## What you need to do:
According to the Charlie Lab sprint text, what did the team introduce after deciding that one comprehensive document could not serve every purpose?

## Text section:
Stream B (Charlie Lab) | Sprint 1
This sprint established a Documentation Factory for the Charlie AI Engineering Lab. Instead of producing isolated documents, the architecture now generates a coherent set of engineering artifacts from a completed sprint, treating engineering knowledge as a first-class architectural asset. The central insight was that modern AI engineering depends on preserving engineering context for both humans and AI, also known as part of context engineering.
The Engineering Challenge
The original documentation process relied on individual prompts and loosely related Markdown files. This made consistency difficult and engineering knowledge easy to lose. The challenge was not writing documentation but preserving architectural reasoning across long-running AI engineering conversations. Valuable trade-offs and design decisions disappeared inside chat histories.
The Result
Charlie gained the conceptual foundation for a Documentation Factory built around reusable instructions, templates and documentation pipelines. The outcome is a structured documentation pipeline capable of producing Sprint Specifications, Sprint Documentation, Engineering Journals, Architecture Documentation, Architecture Diagrams, Release Notes and Changelogs from a common engineering process.
Architecture Evolution
Completed Sprint
│
▼
Documentation Factory
│
├─ Sprint Specification
├─ Sprint Documentation
├─ Engineering Journal
├─ Architecture Documentation
├─ Architecture Diagram
└─ Changelog
Engineering Journey
The sprint started with the assumption that documentation should simply be automated. During the engineering discussions a more important realization emerged: documentation had become the shared engineering memory – e.g. the shared engineering context – between humans and AI. The problem was no longer producing documents but preserving context so that future chats, future agents and future engineering workflows could continue with a consistent understanding of the project (context engineering). This shifted the focus from document generation to knowledge architecture. Documentation became a reusable engineering pipeline rather than a collection of isolated files. The long-term vision therefore evolved into a persistent engineering knowledge infrastructure feeding websites, AI assistants and future Charlie Factory agents.
Behind the Decisions
Decision 1 — Separate Documentation by Responsibility
Initial idea: Generate one comprehensive document.
Problem: One artifact cannot simultaneously serve planning, architecture, project documentation and engineering education.
Final decision: Introduce specialized document types with clear responsibilities. Instructions define intent, templates define structure, enabling reusable documentation pipelines.
Impact: Higher clarity, maintainability and reuse.
Decision 2 — Separate Instructions from Templates
Instructions define intent, templates define structure, enabling reusable documentation pipelines.
Decision 3 — Good Enough Diagrams
Instead of optimizing endlessly for visual perfection, the sprint established a consistent style guide and practical diagrams that effectively explain architecture.

## Record extracts:

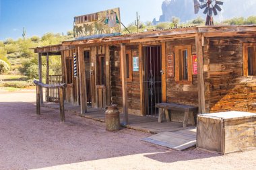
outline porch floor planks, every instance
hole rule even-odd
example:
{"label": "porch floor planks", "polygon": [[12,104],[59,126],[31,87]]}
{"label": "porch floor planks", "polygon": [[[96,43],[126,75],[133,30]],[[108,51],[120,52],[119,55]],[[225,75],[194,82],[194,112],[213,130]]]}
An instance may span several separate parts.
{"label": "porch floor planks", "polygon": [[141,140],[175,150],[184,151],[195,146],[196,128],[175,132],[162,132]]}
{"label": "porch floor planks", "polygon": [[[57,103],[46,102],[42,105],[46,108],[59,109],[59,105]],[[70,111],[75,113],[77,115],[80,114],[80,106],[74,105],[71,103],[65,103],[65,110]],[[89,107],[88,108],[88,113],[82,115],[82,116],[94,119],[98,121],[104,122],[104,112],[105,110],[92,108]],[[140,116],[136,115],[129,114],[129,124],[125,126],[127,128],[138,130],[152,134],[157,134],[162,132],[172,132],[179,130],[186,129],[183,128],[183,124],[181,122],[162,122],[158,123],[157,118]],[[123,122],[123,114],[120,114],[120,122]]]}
---
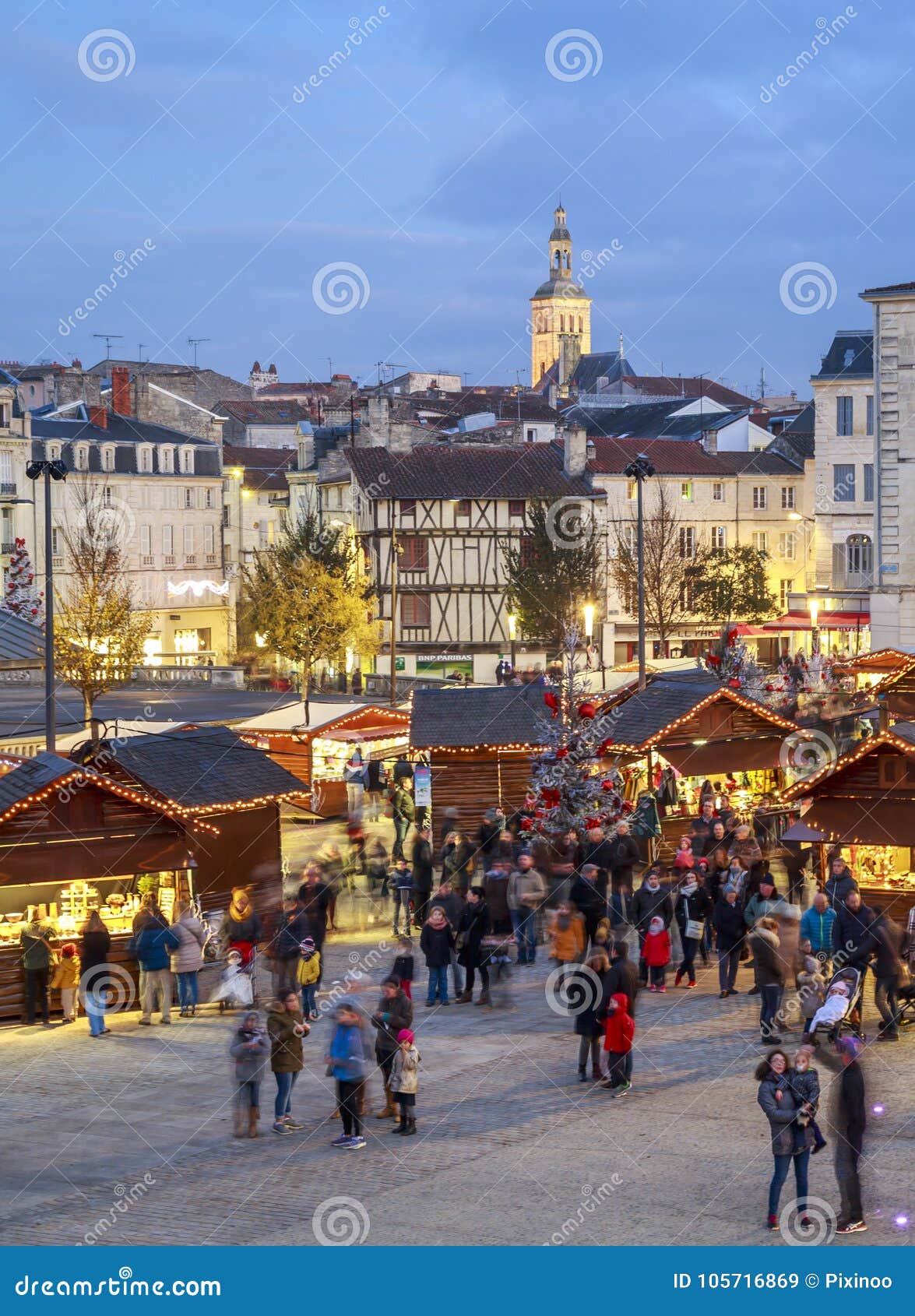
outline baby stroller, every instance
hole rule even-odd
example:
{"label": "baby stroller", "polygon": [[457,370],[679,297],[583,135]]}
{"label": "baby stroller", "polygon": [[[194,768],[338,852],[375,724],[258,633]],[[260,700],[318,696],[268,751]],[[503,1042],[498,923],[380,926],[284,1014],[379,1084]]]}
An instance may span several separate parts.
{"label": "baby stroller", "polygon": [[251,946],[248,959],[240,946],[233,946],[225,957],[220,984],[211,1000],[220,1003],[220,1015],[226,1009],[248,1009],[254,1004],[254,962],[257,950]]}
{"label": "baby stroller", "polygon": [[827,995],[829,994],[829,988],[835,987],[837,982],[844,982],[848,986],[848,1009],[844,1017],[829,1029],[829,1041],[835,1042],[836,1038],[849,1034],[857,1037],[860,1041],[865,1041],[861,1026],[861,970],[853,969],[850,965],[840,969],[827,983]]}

## Task result:
Specialized document types with clear responsibilities.